# Need Keway Broached



## lesrhorer (Aug 21, 2021)

Since no one wants to lend their broaches, and I can't find anyone locally who can handle metric broaching, I wonder if someone out there can broach a timing pulley for me?  It needs a 4mm keyway.  The hole diameter is 45mm.


----------



## Suzuki4evr (Aug 21, 2021)

Would have helped with pleasure, but we have a distance problem


----------



## Karl_T (Aug 21, 2021)

Do you own a mill or lathe?  if so, there is a fairly simple way to cut that keyway with an HSS tool bit. I'll share more if you are interested.


----------



## Suzuki4evr (Aug 21, 2021)

Karl_T said:


> Do you own a lathe?  if so, there is a fairly simple way to cut that keyway with an HSS tool bit. I'll share more if you are interested.


I was just about to suggest what you are about to propose. But you go for it.


----------



## tjb (Aug 21, 2021)

Karl_T said:


> Do you own a mill or lathe?  if so, there is a fairly simple way to cut that keyway with an HSS tool bit. I'll share more if you are interested.


Not my post, but I'm interested.


----------



## Karl_T (Aug 21, 2021)

Thought sure there was a tutorial on how to do this. My google foo is poor right now, best i found was this









						CUTTING KEYWAYS IN A PULLEY!!!
					

Has anyone cut a keyway in a steel pulley without a broach? I was thinking about ways to do it, like using a blank cutter from a lathe and using a press taking small cuts or maybe a drill press in off position as a press taking small cuts. I have done one where the center of my tractor rear...




					www.hobby-machinist.com
				




Basically, you got to get creative, somehow grind a piece of HSS to form of the slot, then use the carriage or quill to manually go back and forth as a poor man's slotter. Advance table or cross slide to depth.


----------



## Jubil (Aug 21, 2021)

There are videos on you tube broaching on a lathe or mill.
Mr Pete, and Kieth Appleton to name a couple.
What machines do you have or access to? What material is pulley?
What does this pulley do? Pics would help too.
Chuck


----------



## ErichKeane (Aug 21, 2021)

I'd have to build a tool for it, but I could do it on my shaper depending on the shape/vice-hold-ability of the pulley.


----------



## Bi11Hudson (Aug 22, 2021)

Then there's always a couple or three hacksaw blades and a 3 square (triangular) file and a little elbow grease.

.


----------



## Zack (Aug 23, 2021)

Yep, that's the way I broach.  Tightly tape 3 good 32 tpi hacksaw blades together for an 1/8" broach in a pulley  then dress it up/tweak it  with a small triangle file.    For a wider keyway just tape together more hacksaw blades.    I've tried never tried to do a timing pulley though.    That would complicate things.


----------



## lesrhorer (Aug 23, 2021)

Jubil said:


> There are videos on you tube broaching on a lathe or mill.
> Mr Pete, and Kieth Appleton to name a couple.
> What machines do you have or access to? What material is pulley?

☆ ☆ ☆ ☆

◆ **TASKS TO PERFORM**:
[A] Rewrite the stretch of the keyway thread from "www.hobby-machinist.com" through "Jubil (Aug 21, 2021)", changing "poor man's slotter" to "makeshift slotter".
[B] Do these statements agree with the keyway thread? (i) The pulley needs a 4mm keyway. (ii) ErichKeane says the job could be done on a shaper. (iii) The hole diameter is 40mm. Answer yes or no for each, quoting the words that decide it.
The listing comes from a different source than the keyway thread.

☆ ☆ ☆ ☆

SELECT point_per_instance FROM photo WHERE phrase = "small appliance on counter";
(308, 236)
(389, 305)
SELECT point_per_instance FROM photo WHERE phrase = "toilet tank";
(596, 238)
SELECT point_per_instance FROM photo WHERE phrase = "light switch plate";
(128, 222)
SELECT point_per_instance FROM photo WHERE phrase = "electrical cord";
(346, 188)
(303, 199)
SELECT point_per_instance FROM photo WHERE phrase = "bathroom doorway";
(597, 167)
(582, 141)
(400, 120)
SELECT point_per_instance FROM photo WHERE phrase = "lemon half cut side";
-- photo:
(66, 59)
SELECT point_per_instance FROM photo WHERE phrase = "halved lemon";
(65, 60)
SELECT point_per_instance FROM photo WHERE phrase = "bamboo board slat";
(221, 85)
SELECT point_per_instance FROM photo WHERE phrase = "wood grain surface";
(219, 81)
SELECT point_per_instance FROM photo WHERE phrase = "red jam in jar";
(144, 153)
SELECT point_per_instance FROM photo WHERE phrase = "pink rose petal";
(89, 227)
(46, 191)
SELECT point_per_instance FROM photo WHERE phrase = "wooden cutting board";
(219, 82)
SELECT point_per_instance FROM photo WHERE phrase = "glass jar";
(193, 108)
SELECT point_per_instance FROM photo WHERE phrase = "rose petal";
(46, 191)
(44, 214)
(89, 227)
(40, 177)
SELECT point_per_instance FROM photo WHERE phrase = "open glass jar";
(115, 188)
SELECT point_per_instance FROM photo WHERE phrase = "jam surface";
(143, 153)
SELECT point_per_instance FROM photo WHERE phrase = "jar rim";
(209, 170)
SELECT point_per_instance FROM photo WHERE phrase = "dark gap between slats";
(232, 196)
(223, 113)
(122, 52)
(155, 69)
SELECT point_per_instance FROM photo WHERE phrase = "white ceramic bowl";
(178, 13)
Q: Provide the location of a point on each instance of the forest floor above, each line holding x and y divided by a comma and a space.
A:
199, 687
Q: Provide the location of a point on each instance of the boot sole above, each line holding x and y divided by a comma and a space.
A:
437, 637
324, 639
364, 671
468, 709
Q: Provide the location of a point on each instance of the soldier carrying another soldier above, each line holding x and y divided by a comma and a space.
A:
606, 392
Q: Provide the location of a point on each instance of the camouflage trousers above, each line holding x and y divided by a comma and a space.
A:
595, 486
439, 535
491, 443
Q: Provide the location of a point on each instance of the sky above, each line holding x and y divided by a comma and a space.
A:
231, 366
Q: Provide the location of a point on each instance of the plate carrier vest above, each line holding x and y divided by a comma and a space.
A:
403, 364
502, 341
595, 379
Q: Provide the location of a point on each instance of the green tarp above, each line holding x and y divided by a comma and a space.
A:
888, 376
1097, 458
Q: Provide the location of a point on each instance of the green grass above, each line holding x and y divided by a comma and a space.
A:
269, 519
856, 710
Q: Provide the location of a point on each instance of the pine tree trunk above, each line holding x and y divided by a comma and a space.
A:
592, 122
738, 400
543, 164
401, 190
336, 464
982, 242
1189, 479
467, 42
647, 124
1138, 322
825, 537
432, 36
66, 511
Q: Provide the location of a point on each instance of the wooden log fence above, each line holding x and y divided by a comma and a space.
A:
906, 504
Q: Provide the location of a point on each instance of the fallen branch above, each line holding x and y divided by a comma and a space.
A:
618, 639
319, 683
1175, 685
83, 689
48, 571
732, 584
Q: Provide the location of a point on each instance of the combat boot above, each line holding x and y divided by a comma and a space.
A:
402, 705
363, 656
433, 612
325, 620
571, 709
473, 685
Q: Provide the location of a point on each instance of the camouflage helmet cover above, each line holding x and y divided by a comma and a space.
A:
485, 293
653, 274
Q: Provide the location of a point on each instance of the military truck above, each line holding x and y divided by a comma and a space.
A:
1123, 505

☆ ☆ ☆ ☆

◆ **RESULTS OF THE EXERCISE**:
[A]
www.hobby-machinist.com
				




Basically, you got to get creative, somehow grind a piece of HSS to form of the slot, then use the carriage or quill to manually go back and forth as a makeshift slotter. Advance table or cross slide to depth.


----------



## Jubil (Aug 21, 2021)

[B]
(i) Yes: "It needs a 4mm keyway."
(ii) Yes: "I could do it on my shaper depending on the shape/vice-hold-ability of the pulley."
(iii) No: "The hole diameter is 45mm."